» Work instructions:
1. Answer these questions from the review of Arcadia:
(a) In which two time periods does the play take place?
(b) Which four fields does Stoppard take on?
(c) What setting does Stoppard use?
2. Write the next part of the review of Arcadia, picking up after its last sentence.

When I closed the final page of Tom Stoppard's Arcadia eight years ago, time slowed. My head spun with more ideas than I could handle. Heartache crawled up the back of my throat. For the first time, I was able to see that what is in our heads can also be in our hearts, and the more relentless we are as thinkers, the more relentlessly we can love. Arcadia takes place in both the early 1800s and 2004. Hannah Jarvis and Bernard Nightingale are a modern-day pair of scholars independently visiting the estate of a landed aristocratic British family. Hannah seeks to unveil the identity of the Hermit of Sidley Park, while Bernard attempts to peg a murder he believes to have happened at the estate on none other than Lord Byron. Hannah and Bernard's scenes alternate with those involving a youthful tutor (Septimus Hodge) and his charge (Thomasina Coverly) from the time period Bernard and Hannah are studying.
The enormity of Arcadia is staggering. Stoppard takes on literature, science, mathematics, and philosophy; he questions predestination and the nature of God; he dramatically pits intellectual rivals against each other and effortlessly stirs up an engrossing narrative of graceful simplicity.
Every scene contains a core dramatic arc that shouldn't be hard to play correctly. Stoppard's dialogue is ferociously intellectual but full of nuances, wit, and beauty. He uses an enormous aristocratic estate as his setting and allows the play's action to bandy between two centuries. In short, he outdoes himself.

» The data:
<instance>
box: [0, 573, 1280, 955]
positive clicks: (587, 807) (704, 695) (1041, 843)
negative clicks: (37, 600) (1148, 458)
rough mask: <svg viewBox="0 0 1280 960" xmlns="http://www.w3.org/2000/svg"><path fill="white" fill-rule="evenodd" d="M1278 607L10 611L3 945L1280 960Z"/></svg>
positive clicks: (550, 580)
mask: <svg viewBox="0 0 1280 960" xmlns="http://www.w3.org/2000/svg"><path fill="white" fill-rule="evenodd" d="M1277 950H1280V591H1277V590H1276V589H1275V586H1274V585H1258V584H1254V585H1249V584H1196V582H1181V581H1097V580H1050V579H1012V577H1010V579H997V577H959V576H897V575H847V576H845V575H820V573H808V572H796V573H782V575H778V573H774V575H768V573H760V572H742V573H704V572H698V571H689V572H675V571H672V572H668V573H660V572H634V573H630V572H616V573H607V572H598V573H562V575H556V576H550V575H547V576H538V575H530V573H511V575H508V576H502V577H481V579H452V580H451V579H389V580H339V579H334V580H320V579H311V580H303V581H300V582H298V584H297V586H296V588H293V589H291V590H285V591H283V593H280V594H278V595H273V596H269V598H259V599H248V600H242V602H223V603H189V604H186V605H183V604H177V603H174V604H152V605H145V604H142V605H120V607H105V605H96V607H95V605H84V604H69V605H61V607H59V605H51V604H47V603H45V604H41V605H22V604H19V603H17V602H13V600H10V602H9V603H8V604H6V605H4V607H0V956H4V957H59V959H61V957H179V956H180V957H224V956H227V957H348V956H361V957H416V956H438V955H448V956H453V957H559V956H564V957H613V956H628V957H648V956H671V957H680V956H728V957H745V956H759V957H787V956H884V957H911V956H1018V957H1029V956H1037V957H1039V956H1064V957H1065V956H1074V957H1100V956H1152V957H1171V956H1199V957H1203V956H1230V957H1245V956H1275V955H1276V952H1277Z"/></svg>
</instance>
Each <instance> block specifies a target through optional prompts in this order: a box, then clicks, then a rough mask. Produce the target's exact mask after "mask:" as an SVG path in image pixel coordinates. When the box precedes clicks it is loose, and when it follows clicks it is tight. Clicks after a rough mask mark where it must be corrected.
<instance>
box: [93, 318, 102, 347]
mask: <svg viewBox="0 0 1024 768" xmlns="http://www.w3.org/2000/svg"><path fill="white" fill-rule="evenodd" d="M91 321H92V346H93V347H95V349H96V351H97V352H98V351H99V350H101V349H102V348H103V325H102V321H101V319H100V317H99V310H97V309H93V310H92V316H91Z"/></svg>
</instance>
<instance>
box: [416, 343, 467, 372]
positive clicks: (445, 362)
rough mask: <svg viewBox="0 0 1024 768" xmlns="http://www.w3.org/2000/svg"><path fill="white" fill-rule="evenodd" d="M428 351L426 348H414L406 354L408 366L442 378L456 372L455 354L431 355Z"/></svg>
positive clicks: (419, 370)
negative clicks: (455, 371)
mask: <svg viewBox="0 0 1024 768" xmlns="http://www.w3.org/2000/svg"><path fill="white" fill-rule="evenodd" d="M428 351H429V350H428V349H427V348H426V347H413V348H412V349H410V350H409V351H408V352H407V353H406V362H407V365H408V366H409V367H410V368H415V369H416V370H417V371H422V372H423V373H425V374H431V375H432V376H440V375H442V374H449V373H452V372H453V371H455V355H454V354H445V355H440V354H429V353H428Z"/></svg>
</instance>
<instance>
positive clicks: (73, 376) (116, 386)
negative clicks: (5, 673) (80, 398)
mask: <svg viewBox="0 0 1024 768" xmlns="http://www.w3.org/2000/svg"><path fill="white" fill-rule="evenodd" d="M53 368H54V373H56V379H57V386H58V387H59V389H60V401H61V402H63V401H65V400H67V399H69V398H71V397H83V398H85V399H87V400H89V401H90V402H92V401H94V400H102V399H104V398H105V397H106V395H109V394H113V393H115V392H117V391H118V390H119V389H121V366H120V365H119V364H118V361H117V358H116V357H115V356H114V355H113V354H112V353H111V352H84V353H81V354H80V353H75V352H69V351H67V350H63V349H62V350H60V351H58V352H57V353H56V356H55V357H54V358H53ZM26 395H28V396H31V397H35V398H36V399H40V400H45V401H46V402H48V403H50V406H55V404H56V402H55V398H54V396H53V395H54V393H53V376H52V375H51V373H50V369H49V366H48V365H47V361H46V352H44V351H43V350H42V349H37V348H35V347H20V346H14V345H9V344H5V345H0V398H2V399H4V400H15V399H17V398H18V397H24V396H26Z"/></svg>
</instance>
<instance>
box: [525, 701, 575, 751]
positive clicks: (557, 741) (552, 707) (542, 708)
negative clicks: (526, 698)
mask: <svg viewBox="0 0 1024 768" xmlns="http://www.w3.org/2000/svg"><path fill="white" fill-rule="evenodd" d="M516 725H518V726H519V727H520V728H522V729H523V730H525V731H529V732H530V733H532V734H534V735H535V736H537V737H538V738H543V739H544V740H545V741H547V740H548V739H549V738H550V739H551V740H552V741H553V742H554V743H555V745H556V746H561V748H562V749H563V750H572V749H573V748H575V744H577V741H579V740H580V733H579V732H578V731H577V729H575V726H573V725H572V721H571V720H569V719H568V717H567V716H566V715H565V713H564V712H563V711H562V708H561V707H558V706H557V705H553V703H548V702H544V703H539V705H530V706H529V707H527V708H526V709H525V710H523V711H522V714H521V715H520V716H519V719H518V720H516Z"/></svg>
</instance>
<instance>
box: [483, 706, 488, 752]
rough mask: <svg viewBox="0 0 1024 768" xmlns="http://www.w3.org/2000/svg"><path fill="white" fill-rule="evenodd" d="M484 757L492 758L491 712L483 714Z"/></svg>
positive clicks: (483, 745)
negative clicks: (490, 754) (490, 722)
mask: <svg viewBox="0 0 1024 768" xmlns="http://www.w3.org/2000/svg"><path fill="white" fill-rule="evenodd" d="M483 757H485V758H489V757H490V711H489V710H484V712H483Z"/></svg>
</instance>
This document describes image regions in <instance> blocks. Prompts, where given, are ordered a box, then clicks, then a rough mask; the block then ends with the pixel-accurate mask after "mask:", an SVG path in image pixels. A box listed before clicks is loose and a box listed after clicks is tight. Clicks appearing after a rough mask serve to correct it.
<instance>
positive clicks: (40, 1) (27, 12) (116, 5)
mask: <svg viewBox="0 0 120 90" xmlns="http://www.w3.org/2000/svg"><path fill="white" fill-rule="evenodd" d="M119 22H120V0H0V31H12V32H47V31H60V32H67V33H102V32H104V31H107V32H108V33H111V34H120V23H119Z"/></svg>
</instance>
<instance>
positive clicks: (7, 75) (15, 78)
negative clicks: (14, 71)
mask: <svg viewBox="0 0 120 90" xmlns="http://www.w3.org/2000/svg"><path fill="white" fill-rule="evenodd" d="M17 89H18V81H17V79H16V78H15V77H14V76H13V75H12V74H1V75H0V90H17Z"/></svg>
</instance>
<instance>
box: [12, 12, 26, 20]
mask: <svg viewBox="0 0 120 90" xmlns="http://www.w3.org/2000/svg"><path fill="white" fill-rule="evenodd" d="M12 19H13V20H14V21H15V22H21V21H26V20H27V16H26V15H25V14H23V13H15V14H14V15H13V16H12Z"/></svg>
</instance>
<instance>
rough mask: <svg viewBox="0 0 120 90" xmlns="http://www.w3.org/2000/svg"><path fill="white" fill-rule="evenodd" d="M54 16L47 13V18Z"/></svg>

» Responses by task:
1.
(a) The early 1800s and 2004.
(b) Literature, science, mathematics, and philosophy.
(c) An enormous aristocratic estate.

2.
Against such magnitude, Invisible City Theatre Company's (ICTC) production is startlingly intimate. The ensemble is working in a very tiny space with crisp design elements. Rather than admiring the morning room of Sidley Park from afar, the audience is in it. In this space, with these people, it is impossible to avoid succumbing to the quickly paced frenzy of ideas, impossible not to feel as though we are part of the fabric of that world.
Kudos to ICTC for having the courage to mount this gigantic play in such a tiny space; their decision is counterintuitive, but it pays off magnificently. Rather than observe arguments, we are enveloped in them. And as Bernard, Hannah, and Valentine Coverly (Avery Clark), a graduate student studying mathematics, assert, the arguing itself is trivial, but the passions that drive the arguing are the reasons we live.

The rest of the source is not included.